— BEGIN —
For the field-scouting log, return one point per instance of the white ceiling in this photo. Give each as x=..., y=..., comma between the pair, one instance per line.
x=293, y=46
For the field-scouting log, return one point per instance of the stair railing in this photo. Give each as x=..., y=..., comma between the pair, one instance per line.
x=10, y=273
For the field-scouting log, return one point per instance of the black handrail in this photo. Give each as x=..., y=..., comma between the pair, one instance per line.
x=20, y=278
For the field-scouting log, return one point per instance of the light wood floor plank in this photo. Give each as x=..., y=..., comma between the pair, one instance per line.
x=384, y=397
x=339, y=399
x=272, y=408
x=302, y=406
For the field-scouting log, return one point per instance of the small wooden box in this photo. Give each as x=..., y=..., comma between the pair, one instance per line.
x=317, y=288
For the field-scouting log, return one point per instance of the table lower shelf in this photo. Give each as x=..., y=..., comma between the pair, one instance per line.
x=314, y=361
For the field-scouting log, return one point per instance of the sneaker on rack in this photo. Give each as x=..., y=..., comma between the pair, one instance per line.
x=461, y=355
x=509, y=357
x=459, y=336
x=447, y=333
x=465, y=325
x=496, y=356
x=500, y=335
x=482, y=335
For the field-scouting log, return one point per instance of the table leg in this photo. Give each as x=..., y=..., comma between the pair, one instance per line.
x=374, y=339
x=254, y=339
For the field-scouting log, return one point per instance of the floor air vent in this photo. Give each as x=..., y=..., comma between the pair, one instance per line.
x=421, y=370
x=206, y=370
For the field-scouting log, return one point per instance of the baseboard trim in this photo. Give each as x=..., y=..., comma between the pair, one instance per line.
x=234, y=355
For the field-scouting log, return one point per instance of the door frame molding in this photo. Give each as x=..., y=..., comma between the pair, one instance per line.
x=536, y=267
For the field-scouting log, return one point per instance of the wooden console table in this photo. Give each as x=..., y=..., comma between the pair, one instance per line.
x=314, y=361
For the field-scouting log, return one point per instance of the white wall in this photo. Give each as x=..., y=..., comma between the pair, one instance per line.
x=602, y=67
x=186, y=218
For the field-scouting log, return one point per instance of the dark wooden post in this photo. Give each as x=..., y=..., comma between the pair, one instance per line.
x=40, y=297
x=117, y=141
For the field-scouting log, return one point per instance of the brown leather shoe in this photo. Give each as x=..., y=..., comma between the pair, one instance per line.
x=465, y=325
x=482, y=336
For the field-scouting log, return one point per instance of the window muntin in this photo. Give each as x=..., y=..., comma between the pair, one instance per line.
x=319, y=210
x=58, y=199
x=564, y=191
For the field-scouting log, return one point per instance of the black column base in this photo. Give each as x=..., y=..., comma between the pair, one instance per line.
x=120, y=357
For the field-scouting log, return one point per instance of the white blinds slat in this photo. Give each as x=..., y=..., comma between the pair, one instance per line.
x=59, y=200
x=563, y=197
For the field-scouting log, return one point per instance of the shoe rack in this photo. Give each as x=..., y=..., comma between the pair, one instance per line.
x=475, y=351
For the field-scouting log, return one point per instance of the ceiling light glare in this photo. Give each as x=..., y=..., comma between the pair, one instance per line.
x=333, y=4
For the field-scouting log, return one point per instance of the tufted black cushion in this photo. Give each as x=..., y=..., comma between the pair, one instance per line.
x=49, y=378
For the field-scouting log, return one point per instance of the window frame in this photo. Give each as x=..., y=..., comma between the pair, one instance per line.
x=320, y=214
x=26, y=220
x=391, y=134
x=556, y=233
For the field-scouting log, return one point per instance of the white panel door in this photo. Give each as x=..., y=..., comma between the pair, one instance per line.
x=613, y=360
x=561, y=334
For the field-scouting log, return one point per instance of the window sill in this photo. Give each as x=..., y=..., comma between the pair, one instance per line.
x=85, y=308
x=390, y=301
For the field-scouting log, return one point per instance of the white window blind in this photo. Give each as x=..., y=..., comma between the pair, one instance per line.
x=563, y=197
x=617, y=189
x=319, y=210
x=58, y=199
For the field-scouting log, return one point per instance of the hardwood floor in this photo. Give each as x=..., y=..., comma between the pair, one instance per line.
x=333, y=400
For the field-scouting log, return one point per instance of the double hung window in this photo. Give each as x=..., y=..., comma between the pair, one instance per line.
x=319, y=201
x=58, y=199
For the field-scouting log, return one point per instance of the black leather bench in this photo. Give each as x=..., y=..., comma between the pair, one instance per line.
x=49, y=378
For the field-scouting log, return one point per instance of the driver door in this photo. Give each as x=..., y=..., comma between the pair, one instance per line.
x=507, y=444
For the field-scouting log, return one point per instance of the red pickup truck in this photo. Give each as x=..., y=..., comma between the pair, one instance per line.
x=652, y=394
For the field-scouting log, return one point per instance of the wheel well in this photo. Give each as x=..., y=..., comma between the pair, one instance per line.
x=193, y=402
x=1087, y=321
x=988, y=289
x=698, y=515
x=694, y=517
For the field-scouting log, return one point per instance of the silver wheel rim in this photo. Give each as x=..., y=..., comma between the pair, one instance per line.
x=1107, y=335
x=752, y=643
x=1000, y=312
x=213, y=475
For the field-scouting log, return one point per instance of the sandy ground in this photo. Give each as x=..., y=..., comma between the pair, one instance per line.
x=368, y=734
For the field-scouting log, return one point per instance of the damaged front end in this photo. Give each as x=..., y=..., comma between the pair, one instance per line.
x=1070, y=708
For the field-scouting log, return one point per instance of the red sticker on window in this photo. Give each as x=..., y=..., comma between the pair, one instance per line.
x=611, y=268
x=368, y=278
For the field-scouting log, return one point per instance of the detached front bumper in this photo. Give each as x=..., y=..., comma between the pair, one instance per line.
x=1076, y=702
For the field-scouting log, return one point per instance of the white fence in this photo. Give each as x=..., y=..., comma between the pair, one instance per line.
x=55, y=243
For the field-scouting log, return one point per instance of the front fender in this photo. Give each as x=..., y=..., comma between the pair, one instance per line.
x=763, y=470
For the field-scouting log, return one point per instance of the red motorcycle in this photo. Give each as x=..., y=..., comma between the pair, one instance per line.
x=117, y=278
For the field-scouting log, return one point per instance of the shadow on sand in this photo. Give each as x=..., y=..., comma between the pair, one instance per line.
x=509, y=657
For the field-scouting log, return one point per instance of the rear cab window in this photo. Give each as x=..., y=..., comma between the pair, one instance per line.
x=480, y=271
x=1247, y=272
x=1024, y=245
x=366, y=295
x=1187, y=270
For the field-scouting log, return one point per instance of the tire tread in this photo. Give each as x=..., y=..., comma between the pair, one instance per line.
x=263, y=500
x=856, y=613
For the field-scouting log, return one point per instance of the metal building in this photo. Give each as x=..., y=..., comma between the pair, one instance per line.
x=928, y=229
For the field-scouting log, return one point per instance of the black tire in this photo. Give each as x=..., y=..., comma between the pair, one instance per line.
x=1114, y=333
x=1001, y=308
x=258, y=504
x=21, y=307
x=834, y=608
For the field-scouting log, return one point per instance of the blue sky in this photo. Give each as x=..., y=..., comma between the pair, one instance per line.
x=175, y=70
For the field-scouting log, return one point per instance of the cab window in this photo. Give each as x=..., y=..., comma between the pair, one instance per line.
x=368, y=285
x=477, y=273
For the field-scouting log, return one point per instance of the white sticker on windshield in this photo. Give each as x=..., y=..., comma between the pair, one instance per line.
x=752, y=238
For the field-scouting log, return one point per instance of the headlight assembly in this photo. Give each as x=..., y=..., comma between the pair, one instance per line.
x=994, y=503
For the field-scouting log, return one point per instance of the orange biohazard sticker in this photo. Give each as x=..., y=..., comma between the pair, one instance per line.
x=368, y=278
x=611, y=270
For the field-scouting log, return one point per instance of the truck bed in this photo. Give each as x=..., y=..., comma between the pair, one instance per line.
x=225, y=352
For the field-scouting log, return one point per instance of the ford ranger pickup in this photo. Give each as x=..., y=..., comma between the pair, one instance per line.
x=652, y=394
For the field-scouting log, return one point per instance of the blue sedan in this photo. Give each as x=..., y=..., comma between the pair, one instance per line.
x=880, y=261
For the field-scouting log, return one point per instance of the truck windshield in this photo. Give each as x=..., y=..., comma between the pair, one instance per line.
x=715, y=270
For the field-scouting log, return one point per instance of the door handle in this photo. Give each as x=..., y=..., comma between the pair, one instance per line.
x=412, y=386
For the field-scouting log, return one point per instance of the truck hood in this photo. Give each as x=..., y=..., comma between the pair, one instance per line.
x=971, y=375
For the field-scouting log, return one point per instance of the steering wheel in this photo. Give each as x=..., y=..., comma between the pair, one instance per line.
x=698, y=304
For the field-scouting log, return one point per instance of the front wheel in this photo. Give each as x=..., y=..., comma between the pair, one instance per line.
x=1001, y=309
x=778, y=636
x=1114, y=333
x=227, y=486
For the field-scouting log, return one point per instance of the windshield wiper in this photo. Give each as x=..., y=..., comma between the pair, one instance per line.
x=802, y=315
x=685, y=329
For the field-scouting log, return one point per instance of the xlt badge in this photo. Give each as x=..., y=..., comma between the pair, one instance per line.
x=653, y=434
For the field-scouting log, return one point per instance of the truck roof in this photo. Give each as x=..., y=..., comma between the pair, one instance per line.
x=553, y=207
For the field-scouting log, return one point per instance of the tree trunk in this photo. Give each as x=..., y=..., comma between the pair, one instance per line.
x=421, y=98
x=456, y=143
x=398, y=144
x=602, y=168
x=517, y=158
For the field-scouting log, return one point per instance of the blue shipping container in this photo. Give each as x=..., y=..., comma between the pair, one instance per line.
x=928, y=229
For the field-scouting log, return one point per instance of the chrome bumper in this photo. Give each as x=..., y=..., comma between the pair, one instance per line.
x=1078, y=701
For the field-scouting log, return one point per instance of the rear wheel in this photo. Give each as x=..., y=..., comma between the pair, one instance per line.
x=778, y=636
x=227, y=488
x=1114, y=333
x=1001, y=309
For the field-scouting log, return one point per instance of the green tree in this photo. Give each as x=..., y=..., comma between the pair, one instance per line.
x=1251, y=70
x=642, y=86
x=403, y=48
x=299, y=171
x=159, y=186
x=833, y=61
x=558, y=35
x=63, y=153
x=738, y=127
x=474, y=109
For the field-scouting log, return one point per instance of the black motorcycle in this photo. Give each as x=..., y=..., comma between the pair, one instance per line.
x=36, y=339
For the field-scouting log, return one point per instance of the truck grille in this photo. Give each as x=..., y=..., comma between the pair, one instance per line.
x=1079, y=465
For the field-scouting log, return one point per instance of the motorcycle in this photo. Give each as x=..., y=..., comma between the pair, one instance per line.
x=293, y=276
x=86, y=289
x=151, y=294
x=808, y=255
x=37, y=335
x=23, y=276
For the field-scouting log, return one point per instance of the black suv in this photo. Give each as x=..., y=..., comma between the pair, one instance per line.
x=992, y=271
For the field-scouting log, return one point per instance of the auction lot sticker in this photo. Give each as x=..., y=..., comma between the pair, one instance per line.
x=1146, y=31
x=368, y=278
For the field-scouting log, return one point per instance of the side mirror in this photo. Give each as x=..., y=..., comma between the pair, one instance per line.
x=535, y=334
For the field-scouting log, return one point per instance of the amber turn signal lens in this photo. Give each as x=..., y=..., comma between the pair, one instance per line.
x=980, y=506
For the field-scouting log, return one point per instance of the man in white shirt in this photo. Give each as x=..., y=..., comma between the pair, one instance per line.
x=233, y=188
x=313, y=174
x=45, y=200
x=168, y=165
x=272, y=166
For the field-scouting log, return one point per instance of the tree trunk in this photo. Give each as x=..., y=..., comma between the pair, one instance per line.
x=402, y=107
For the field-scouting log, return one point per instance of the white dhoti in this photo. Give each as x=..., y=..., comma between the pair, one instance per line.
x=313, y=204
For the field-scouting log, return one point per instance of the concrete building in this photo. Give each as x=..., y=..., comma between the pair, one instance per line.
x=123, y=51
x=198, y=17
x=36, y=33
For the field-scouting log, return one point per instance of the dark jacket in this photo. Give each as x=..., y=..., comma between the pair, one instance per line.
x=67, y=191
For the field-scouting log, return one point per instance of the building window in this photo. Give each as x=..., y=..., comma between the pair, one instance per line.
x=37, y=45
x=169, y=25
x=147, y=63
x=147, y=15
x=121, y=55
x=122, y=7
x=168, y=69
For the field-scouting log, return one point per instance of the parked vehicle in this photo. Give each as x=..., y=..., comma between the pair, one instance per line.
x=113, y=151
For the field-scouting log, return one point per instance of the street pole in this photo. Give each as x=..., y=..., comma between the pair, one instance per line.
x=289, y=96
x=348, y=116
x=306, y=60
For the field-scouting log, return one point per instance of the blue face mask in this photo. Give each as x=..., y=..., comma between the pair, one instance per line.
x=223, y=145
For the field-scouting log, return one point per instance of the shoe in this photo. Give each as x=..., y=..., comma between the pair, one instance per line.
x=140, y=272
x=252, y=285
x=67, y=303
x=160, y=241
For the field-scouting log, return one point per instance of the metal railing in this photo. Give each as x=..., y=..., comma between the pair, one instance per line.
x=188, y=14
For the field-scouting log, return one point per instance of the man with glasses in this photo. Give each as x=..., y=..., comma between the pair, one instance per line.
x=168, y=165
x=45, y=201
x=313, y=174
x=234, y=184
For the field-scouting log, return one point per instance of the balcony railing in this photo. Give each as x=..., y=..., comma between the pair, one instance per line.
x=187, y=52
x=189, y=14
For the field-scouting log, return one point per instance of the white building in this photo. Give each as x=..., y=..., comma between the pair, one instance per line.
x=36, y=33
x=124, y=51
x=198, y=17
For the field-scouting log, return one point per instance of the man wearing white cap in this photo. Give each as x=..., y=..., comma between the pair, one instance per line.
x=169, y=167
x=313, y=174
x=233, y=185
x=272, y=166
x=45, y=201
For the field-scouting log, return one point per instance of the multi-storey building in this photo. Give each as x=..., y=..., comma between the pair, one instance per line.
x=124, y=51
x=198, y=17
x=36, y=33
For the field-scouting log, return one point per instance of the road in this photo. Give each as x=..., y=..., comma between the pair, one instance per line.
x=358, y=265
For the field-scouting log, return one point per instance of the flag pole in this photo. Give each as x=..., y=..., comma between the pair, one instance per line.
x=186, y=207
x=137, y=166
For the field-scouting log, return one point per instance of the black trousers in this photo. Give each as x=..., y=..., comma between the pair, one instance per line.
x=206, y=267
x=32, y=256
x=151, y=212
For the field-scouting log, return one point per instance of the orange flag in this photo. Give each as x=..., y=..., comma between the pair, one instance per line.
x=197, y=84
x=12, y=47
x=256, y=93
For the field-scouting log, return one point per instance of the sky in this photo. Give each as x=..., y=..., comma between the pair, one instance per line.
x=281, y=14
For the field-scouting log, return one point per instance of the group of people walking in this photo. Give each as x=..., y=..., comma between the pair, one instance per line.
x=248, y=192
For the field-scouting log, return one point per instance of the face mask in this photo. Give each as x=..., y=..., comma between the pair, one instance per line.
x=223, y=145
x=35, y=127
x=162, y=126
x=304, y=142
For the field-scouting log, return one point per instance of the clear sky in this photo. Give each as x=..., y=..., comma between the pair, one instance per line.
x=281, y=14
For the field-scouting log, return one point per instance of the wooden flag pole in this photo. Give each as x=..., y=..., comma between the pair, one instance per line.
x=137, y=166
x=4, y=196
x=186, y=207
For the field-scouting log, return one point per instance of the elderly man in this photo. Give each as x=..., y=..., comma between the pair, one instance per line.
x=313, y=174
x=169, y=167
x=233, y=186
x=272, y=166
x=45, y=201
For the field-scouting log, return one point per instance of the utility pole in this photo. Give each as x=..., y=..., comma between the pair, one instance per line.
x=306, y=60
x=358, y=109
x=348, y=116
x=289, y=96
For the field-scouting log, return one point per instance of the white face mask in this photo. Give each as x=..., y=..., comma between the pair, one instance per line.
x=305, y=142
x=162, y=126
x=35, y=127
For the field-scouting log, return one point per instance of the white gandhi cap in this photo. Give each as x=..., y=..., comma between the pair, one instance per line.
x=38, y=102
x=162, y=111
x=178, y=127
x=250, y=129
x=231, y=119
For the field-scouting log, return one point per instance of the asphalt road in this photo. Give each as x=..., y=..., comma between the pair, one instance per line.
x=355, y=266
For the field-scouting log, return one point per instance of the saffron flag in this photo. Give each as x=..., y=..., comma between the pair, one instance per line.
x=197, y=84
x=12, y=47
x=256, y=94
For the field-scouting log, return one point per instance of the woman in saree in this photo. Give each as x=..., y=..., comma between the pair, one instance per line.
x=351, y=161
— END —
» Problem details: The required output is the exact sequence of lines from the one containing "the white gandhi" through the end of the listing, both endpoints included.

» Final answer:
For the field-scouting log, return one point per instance of the white gandhi cap in this photo. Give each as x=..., y=..., comma between the pair, one instance per line.
x=38, y=102
x=162, y=111
x=178, y=127
x=250, y=129
x=231, y=119
For the field-scouting log, return one point per instance of the asphalt road in this photo. Give each as x=..., y=..., comma between the pair, one instance per line.
x=355, y=266
For the field-scouting log, return one point per instance of the saffron flag in this photo. Give each as x=..., y=..., comma between the pair, one instance per line.
x=197, y=84
x=12, y=47
x=256, y=94
For the field-scouting log, return one point per instance of the woman in saree in this photo. Give each as x=..., y=..., comma between the pair, one instance per line.
x=351, y=161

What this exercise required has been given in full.